WHAT THE EXERCISE ASKS: Rewrite the lines from the one containing "Where can you see the painted" through the one containing "column 715, row 618", inclusive, replacing "painted glass ornament" with "painted glass bauble" and leaving everything else unchanged.

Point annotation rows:

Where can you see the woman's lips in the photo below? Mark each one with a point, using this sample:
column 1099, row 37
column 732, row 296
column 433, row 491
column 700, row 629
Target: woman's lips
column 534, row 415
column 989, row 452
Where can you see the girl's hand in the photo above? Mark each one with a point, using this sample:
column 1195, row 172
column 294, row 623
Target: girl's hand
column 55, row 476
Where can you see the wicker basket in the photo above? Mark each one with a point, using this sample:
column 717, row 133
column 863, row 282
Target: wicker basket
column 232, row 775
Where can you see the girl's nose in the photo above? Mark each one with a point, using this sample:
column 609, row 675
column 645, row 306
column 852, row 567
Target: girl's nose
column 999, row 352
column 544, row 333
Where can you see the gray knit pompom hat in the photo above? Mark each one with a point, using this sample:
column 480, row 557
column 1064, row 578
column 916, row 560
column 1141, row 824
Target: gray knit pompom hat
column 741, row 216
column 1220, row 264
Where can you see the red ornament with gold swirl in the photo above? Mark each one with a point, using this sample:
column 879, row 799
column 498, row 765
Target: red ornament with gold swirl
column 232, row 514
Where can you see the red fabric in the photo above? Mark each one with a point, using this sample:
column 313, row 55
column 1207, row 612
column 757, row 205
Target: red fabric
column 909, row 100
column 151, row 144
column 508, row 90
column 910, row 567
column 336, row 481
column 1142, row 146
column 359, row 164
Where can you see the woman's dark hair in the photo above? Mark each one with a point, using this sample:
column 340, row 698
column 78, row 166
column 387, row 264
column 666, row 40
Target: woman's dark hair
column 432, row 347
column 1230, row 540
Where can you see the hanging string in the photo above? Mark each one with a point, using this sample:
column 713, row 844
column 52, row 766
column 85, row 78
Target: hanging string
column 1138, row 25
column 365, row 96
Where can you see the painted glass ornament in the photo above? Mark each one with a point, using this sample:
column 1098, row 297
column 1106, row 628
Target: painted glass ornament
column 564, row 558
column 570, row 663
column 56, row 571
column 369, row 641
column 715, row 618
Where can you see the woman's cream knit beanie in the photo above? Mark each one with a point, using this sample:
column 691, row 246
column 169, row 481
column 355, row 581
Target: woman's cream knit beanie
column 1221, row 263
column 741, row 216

ANSWER FOR THIS EXERCISE:
Where can you see the painted glass bauble in the photo above? Mark each one with a point, using this sample:
column 1098, row 297
column 1106, row 628
Target: painted glass bauble
column 564, row 558
column 570, row 663
column 56, row 571
column 369, row 641
column 715, row 618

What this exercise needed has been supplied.